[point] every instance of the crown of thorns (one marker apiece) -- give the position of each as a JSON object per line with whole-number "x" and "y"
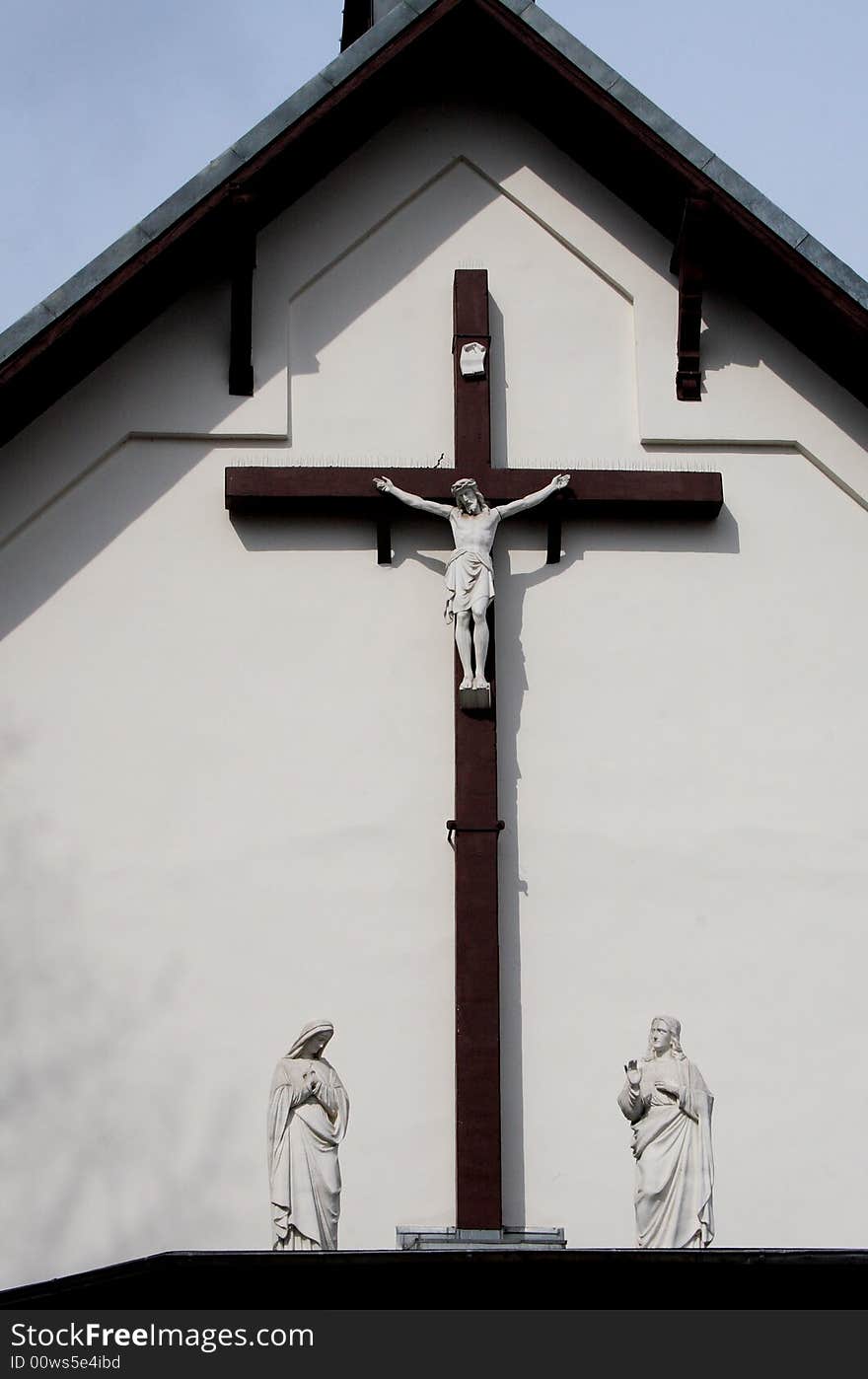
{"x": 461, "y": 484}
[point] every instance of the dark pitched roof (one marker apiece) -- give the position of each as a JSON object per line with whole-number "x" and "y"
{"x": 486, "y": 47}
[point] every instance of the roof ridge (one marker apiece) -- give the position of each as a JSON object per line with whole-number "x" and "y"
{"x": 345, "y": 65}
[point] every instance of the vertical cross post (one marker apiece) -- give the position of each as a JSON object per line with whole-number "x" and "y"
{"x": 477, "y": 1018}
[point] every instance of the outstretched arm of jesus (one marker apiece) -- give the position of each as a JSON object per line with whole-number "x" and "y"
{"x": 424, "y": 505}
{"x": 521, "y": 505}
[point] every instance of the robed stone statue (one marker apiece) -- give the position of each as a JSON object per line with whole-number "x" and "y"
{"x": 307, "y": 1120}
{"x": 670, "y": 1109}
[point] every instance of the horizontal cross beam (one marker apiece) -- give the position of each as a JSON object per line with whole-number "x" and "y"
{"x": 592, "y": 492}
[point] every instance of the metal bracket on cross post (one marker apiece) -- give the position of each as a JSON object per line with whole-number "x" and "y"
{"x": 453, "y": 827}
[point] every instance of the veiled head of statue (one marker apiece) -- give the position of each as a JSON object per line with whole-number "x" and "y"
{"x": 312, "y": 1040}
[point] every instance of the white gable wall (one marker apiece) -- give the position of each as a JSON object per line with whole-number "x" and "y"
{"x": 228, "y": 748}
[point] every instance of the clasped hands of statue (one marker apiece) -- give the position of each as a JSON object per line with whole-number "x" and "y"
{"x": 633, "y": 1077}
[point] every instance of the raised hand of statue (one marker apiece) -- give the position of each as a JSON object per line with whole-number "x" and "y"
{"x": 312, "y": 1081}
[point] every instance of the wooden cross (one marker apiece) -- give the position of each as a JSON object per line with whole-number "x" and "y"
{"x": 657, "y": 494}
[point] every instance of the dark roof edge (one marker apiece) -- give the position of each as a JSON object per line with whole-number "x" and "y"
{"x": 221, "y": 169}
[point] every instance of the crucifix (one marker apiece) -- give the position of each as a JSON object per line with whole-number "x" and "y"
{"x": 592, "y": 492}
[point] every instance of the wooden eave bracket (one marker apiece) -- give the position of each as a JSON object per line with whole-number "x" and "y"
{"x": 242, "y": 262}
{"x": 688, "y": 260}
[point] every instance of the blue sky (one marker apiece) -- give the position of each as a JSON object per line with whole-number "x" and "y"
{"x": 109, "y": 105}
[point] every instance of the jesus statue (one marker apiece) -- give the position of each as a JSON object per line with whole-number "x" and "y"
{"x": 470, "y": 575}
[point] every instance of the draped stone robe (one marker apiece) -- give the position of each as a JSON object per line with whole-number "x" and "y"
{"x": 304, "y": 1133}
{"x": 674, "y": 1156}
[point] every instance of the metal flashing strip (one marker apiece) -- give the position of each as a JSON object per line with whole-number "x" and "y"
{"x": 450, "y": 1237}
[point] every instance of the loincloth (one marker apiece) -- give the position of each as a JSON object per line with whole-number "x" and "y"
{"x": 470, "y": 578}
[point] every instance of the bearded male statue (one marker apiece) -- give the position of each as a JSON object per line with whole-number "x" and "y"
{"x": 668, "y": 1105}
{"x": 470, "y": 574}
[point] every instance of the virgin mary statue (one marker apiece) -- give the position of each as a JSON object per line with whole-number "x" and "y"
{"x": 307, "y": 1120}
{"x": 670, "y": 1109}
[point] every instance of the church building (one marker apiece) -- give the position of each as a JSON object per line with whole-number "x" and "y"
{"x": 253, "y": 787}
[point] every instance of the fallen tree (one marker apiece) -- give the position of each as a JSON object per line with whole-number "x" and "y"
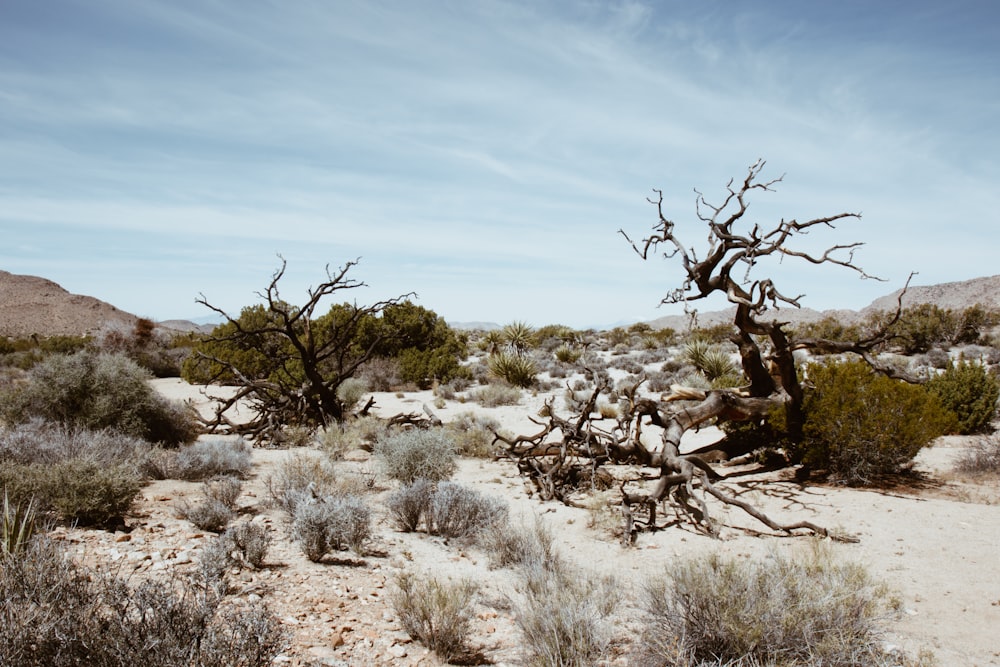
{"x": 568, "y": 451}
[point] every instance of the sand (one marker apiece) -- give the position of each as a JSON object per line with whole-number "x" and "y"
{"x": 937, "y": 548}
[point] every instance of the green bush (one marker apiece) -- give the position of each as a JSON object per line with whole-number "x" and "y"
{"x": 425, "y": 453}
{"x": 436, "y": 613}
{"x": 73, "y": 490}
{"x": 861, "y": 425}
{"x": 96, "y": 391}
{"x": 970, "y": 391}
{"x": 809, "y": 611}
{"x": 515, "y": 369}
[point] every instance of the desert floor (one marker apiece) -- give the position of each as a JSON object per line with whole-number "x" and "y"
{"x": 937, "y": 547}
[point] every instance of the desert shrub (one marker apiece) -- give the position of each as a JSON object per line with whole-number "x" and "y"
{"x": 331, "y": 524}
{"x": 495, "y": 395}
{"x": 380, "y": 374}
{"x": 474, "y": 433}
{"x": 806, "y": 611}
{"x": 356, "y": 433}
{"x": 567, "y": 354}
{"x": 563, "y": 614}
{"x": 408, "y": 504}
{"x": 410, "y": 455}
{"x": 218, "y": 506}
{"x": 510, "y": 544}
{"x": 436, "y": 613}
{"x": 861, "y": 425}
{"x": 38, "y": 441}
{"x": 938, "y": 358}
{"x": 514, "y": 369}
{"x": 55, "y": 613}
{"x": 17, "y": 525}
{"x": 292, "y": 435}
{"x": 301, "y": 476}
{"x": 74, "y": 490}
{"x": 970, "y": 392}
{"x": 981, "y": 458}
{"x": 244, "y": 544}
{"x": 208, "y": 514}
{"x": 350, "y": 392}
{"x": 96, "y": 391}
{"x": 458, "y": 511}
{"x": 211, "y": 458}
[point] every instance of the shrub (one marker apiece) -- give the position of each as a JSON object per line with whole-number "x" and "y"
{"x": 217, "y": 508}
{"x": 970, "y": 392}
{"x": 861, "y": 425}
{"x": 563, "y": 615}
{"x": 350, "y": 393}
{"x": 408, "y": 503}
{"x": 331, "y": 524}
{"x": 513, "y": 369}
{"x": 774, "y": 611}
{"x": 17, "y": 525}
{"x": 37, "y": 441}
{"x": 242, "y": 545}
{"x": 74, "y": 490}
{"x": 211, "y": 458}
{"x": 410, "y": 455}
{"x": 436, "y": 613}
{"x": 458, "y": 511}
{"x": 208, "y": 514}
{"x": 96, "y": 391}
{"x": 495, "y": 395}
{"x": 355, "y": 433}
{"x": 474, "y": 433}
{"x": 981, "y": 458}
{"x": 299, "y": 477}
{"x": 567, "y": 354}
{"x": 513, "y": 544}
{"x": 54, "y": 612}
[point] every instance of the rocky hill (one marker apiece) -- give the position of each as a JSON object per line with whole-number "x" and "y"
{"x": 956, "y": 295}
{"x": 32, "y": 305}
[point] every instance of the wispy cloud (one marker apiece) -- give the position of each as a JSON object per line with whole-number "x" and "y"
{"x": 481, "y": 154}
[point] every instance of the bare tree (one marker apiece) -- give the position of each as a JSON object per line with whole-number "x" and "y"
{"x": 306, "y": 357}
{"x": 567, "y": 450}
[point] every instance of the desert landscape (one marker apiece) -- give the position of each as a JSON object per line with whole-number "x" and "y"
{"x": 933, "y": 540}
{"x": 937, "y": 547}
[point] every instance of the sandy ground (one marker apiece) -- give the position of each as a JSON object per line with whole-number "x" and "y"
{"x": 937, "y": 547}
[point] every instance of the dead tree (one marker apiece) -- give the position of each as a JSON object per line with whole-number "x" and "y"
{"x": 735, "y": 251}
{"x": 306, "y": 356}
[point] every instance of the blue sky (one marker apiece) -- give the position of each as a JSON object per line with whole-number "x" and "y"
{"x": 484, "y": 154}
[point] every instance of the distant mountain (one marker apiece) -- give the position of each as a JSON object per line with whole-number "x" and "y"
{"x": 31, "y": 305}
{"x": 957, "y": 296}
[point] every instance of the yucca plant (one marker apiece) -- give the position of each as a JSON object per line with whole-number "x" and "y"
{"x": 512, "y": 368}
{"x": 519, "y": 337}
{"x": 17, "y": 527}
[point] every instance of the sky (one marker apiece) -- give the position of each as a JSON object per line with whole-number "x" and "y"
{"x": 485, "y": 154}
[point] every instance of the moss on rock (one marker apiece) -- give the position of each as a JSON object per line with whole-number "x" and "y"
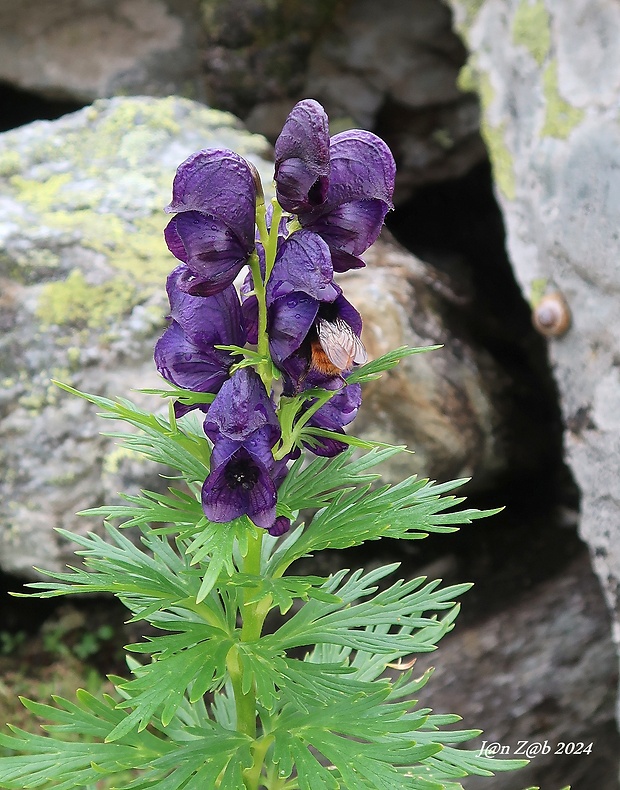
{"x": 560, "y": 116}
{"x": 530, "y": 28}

● ● ● ● ●

* _TASK STATEMENT_
Make an exact copy of the lines above, starting at the line that contains "[point] every instance of the distant" and running through the final line of the entries. Omit the pictures.

* _RESULT OF THIS EXERCISE_
[point] every instance of the distant mountain (one marker apiece) -- give the position of each as a JSON object per line with whole-number "x" and "y"
{"x": 31, "y": 305}
{"x": 957, "y": 296}
[point] every instance of the yucca plant (one marker apiece) -- give the position of each as a JSON object per line with whole-number "x" and "y"
{"x": 512, "y": 368}
{"x": 519, "y": 337}
{"x": 17, "y": 527}
[point] every instance of the sky (one marker apiece) -- give the position of each as a JSON object per line with whole-number "x" and "y"
{"x": 485, "y": 154}
[point] every instance of the moss on rock (one marker apiece) -- give the position of each as a JSON object per line with whole-number "x" and "y"
{"x": 560, "y": 116}
{"x": 530, "y": 28}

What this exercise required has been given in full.